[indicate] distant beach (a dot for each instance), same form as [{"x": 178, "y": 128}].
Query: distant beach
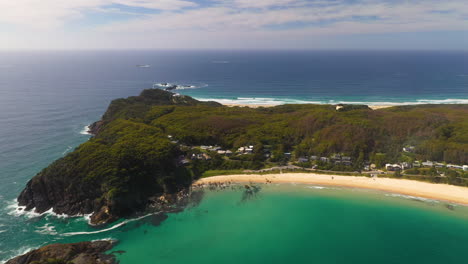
[
  {"x": 373, "y": 107},
  {"x": 445, "y": 192}
]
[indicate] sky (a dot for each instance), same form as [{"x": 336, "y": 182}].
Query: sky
[{"x": 234, "y": 24}]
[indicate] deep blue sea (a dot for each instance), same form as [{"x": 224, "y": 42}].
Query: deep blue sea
[{"x": 48, "y": 98}]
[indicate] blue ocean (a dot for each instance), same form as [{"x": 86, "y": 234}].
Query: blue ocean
[{"x": 48, "y": 98}]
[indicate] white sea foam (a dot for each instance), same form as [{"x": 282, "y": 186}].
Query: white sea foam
[
  {"x": 14, "y": 209},
  {"x": 67, "y": 150},
  {"x": 316, "y": 187},
  {"x": 85, "y": 131},
  {"x": 107, "y": 229},
  {"x": 18, "y": 252},
  {"x": 411, "y": 197},
  {"x": 46, "y": 229},
  {"x": 279, "y": 101}
]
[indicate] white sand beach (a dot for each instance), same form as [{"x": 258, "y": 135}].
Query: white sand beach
[{"x": 445, "y": 192}]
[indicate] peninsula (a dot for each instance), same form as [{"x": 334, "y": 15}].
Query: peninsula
[{"x": 148, "y": 149}]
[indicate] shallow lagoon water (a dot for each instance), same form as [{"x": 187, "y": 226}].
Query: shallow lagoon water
[
  {"x": 47, "y": 98},
  {"x": 281, "y": 223},
  {"x": 303, "y": 224}
]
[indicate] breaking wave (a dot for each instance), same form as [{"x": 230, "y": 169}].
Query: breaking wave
[{"x": 85, "y": 131}]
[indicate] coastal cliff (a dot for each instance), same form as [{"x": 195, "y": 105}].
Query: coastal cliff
[
  {"x": 76, "y": 253},
  {"x": 148, "y": 149}
]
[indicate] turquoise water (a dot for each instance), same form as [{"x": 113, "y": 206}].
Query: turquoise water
[
  {"x": 47, "y": 99},
  {"x": 303, "y": 224}
]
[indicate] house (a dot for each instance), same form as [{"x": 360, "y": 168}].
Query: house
[
  {"x": 336, "y": 157},
  {"x": 406, "y": 165},
  {"x": 453, "y": 166},
  {"x": 428, "y": 164},
  {"x": 346, "y": 161}
]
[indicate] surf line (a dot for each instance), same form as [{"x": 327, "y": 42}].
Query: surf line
[{"x": 108, "y": 229}]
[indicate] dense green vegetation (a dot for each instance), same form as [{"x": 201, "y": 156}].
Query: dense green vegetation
[{"x": 141, "y": 140}]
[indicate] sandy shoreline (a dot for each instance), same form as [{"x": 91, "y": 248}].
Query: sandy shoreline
[
  {"x": 451, "y": 193},
  {"x": 374, "y": 107}
]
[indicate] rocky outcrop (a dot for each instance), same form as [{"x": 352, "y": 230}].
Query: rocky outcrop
[
  {"x": 117, "y": 172},
  {"x": 75, "y": 253}
]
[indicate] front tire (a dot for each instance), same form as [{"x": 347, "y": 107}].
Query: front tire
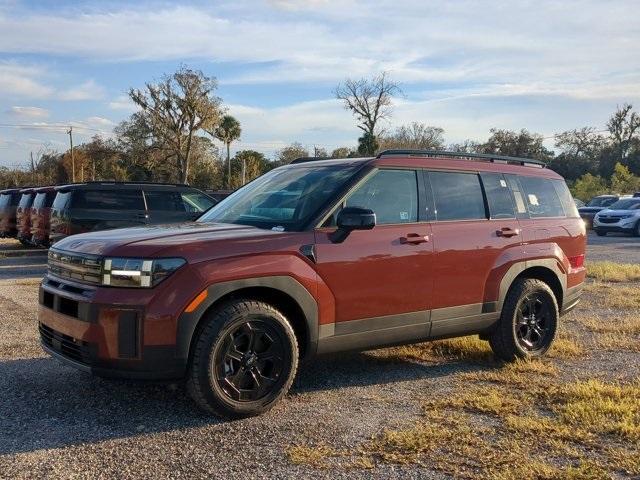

————

_What you have to do_.
Since the pictures are not wanted, give the material again exactly without them.

_Response below_.
[indicate] distant beach (a dot for each instance), same form as [{"x": 178, "y": 128}].
Query: distant beach
[
  {"x": 373, "y": 107},
  {"x": 445, "y": 192}
]
[indicate] sky (a dot for each instance), same form as [{"x": 336, "y": 182}].
Query: sky
[{"x": 234, "y": 24}]
[indicate] deep blue sea (a dot for each instance), same form as [{"x": 224, "y": 42}].
Query: deep blue sea
[{"x": 48, "y": 98}]
[indicate] blue ocean (a dot for each instance), same form as [{"x": 86, "y": 234}].
Query: blue ocean
[{"x": 48, "y": 98}]
[indicate] white sea foam (a dot for each instance), same form as [{"x": 282, "y": 186}].
Query: white sea foam
[
  {"x": 14, "y": 209},
  {"x": 67, "y": 150},
  {"x": 316, "y": 187},
  {"x": 85, "y": 131},
  {"x": 107, "y": 229},
  {"x": 18, "y": 252},
  {"x": 411, "y": 197},
  {"x": 46, "y": 229},
  {"x": 279, "y": 101}
]
[indicate] white sand beach (a dot for each instance), same form as [{"x": 258, "y": 135}].
Query: white sand beach
[{"x": 445, "y": 192}]
[indicate] peninsula (a dot for each instance), same form as [{"x": 334, "y": 15}].
Query: peninsula
[{"x": 148, "y": 149}]
[indicate] shallow lagoon water (a dot for each instance), same form as [{"x": 187, "y": 226}].
Query: shallow lagoon water
[
  {"x": 47, "y": 98},
  {"x": 281, "y": 223},
  {"x": 303, "y": 224}
]
[indicate] breaking wave (a dot for each instance), same form as [{"x": 230, "y": 169}].
Query: breaking wave
[{"x": 85, "y": 131}]
[indicate] coastal cliff (a dot for each instance), same form as [{"x": 195, "y": 105}].
Query: coastal cliff
[
  {"x": 76, "y": 253},
  {"x": 148, "y": 149}
]
[indicate] turquoise water (a dot for each instance), same form as [{"x": 113, "y": 206}].
Query: turquoise water
[
  {"x": 47, "y": 99},
  {"x": 303, "y": 224}
]
[indicate] house (a dot for each instance), same form as [{"x": 360, "y": 168}].
Query: house
[
  {"x": 336, "y": 157},
  {"x": 406, "y": 165},
  {"x": 453, "y": 166},
  {"x": 428, "y": 164},
  {"x": 346, "y": 161}
]
[indicate] surf line (a dot for each instance), same form as [{"x": 327, "y": 42}].
Query: surf line
[{"x": 108, "y": 229}]
[indicate] dense green vegetation (a dot for each instance), same form as [{"x": 201, "y": 156}].
Query: dense green vegetation
[{"x": 141, "y": 140}]
[indicate] sandy shoreline (a dot for each instance), same form as [{"x": 91, "y": 248}].
Query: sandy shoreline
[
  {"x": 451, "y": 193},
  {"x": 374, "y": 107}
]
[indicate] rocky outcrop (a dot for each instance), same form as [{"x": 352, "y": 230}].
Query: rocky outcrop
[
  {"x": 117, "y": 172},
  {"x": 75, "y": 253}
]
[indicate] front tire (a dot for each instance), same form as [{"x": 347, "y": 107}].
Query: front tire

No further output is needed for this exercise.